**PROBLEM**
Quote every line of the material below word for word, but leave the pictures out of your answer.

**RECORDS PROVIDED**
──────────────────────────────

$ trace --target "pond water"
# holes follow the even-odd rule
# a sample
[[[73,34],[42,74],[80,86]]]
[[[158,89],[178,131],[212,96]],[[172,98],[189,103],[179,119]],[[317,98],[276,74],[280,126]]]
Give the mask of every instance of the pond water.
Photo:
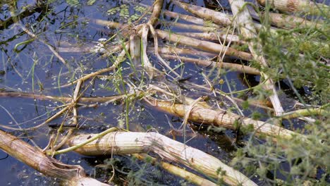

──────────────────────────────

**FULL RESPONSE**
$ trace --target "pond water"
# holes follow the even-odd rule
# a sample
[[[73,34],[42,74],[80,86]]]
[[[158,89],[178,131],[212,96]],[[172,98],[189,103],[179,119]],[[317,98],[276,74],[280,126]]]
Give the mask of every instance of the pond water.
Photo:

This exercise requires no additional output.